▸ **What needs to be done**:
Rescale the records below from the line containing "Q: Can you identify the lamp" through the line containing "[160, 443, 175, 458]", both ends included. Reproduce every line of that stretch, requests too, multiplying each bounding-box coordinate in the answers by 1.6 and rounding to the nearest whole number, with halves rounded up, while leaving the requests and their format samples unchanged.

+---+

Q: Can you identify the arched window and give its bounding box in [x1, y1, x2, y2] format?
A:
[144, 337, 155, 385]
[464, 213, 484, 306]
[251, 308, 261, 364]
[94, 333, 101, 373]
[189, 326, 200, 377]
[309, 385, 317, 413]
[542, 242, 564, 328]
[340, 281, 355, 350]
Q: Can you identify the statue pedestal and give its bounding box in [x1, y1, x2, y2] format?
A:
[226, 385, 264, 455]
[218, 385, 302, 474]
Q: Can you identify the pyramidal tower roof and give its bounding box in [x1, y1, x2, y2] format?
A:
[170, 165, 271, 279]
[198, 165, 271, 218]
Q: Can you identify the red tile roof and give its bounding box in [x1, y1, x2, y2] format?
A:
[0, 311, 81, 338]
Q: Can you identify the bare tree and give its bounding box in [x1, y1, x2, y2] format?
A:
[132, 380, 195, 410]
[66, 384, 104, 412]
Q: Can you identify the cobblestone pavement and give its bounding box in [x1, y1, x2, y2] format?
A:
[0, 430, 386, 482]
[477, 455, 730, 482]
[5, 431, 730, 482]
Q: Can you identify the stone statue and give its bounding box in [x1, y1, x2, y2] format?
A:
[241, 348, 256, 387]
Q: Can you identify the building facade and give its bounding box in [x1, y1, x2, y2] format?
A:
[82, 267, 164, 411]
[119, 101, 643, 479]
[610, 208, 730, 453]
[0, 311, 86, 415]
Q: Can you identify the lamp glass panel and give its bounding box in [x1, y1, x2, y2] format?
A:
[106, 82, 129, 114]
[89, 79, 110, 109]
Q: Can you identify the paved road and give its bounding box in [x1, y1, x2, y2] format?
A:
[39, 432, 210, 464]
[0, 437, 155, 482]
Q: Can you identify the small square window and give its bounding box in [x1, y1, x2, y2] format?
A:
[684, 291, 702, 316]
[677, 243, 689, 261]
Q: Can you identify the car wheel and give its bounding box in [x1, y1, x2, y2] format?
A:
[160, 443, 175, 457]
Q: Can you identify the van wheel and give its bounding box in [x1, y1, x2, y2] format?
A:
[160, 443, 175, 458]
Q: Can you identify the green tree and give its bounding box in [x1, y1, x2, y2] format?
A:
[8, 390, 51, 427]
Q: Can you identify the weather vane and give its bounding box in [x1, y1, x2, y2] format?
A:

+---+

▸ **Written response**:
Q: Can you identify the lamp glass panel and give its bounding box in [x1, y1, x2, y2] format?
A:
[170, 131, 206, 182]
[142, 126, 176, 174]
Q: Can you identify the paved road and give its bounding box in [x1, y1, x2, y2] format?
A:
[62, 691, 336, 742]
[0, 699, 248, 771]
Q: Can you identify the small square window and give its bounding box in [x1, y1, x2, y2] format?
A:
[1094, 466, 1123, 506]
[1083, 389, 1102, 418]
Q: Can you identify the car wheel and give its bounding box in [x1, y1, x2, y2] format?
A:
[256, 709, 280, 731]
Q: Can you identify the van wheel and give its bounding box in [x1, y1, x2, y2] format?
A:
[256, 709, 280, 733]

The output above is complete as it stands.